Selected extract:
+---+

Found out from @gardendujour that you can dye pink hydrangea's blue with coffee grounds and not have it negatively effect the wildlife, has anyone else tried this? If it actually works I'd love to try it out in my garden.

by GeordieGoals

5 Comments

  1. Some hydrangea varieties will produce blue or purple flowers when grown in acidic soil, and pink or red flowers on alkaline soils. Adding coffee grinds to your soil will increase the acidity, so there’s a chance the flowers will turn blue. You’re not dyeing the flowers – they’re just responding to soil conditions.

  2. Hilltoptree

    Yes it works.
    For me it didn’t kill the hydrangea even if you put a lot in. (I am talking about 2-3cm deep covering the surface in a 40cm dia pot).

    So i had run a little lack of control test this year.

    I had only one pot without coffee grounds.

    But they all got the acid treatment.

+---+

Set exercise: Resume the hydrangea coffee-grounds comment thread from its last line.

Record list:
+---+

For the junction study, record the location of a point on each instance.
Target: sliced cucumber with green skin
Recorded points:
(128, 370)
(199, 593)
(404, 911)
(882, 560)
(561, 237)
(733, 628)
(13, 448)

+---+

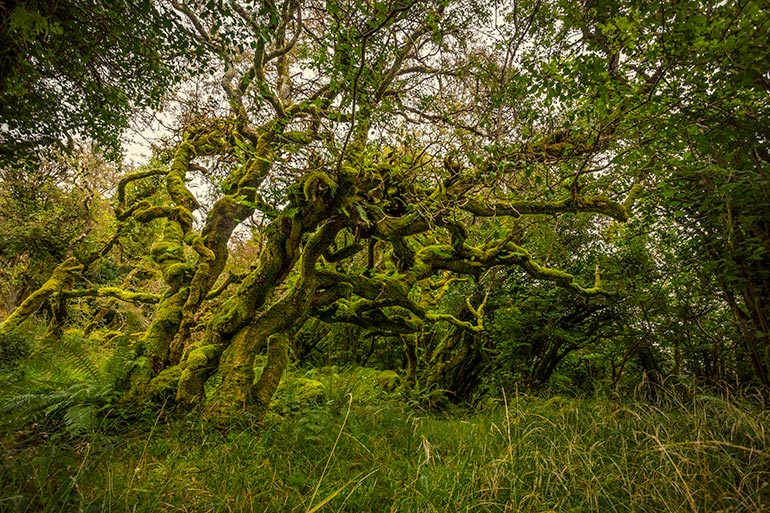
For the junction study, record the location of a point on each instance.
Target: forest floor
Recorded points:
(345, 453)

+---+

Result for this task:
    Different pots get a weekly equal spoon of Citric acid (because it was cheap) and Aluminium sulphate (More
    Expensive).

    So the results was

    aluminium sulphate+coffee the blue was more intense. Almost too blue.

    Citric acid +coffee gave blue but some seems to be pale.

    Citric acid+ zero coffee grounds and got pink.

    I also insomniac read a journal paper explain the chemistry/physics of it…it’s the acidic environment triggering something allowing the aluminium ions already naturally in the flower turning on the blue switch.

    It even said an acid spray on the flower can turn pink to blue.

  3. AdPale5633

    I didn’t know about coffee! I have a pink hydrangea, but for two years running I have the same random blue flower in the middle.

  4. anodos999

    There are so many gatekeeper butterflies this year!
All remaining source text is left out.